Task prompt |
Rewrite every line below in full, scaling each answer coordinate by 0.7 and rounding it to the nearest whole number, with halves rounded up, while keeping all other numbers, including the format samples, unchanged. Leave the pictures out of your answer.

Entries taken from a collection
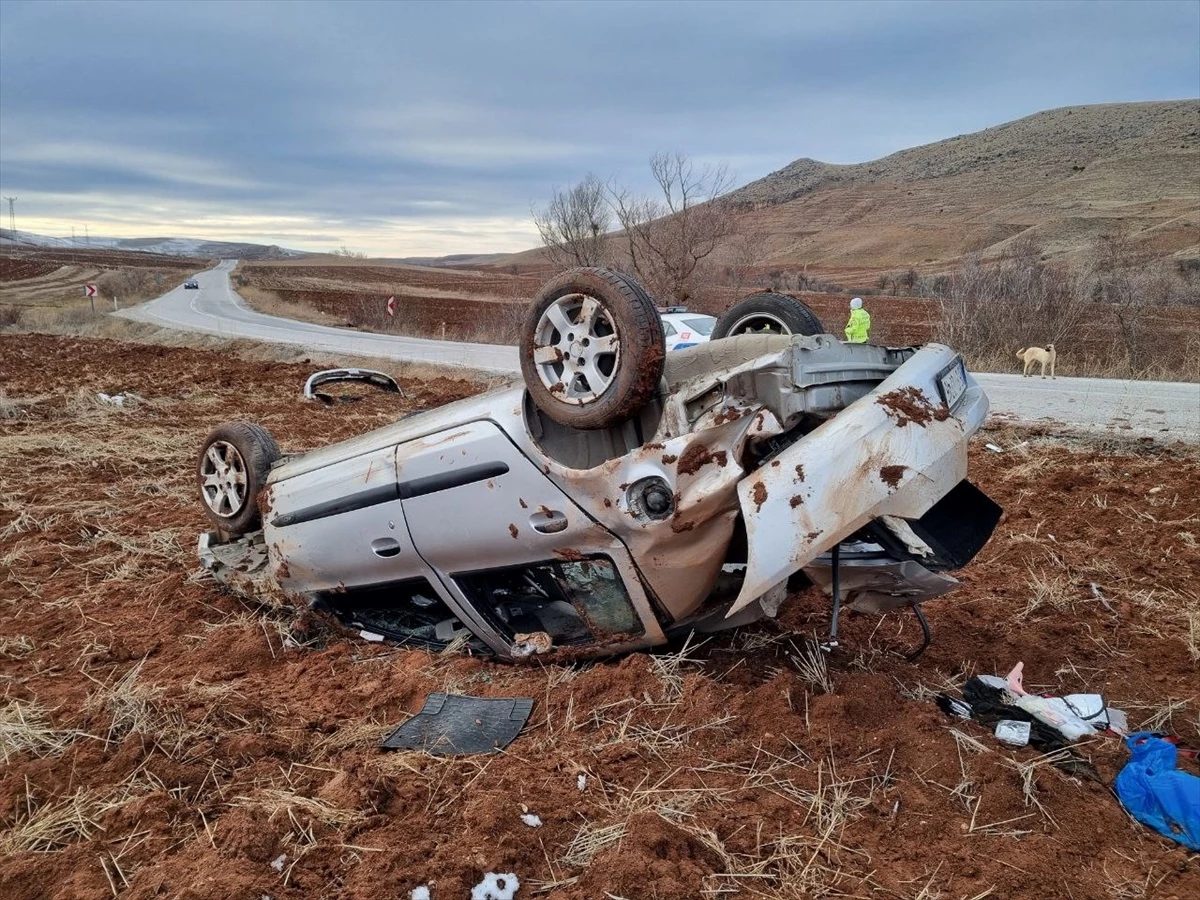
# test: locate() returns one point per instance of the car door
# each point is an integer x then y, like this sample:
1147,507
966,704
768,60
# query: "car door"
502,534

Solution for this exercise |
# test: locate() returns one point per instance of the car door
# each point is an integer x then y, like this sample:
1147,507
966,704
768,60
# query: "car door"
351,374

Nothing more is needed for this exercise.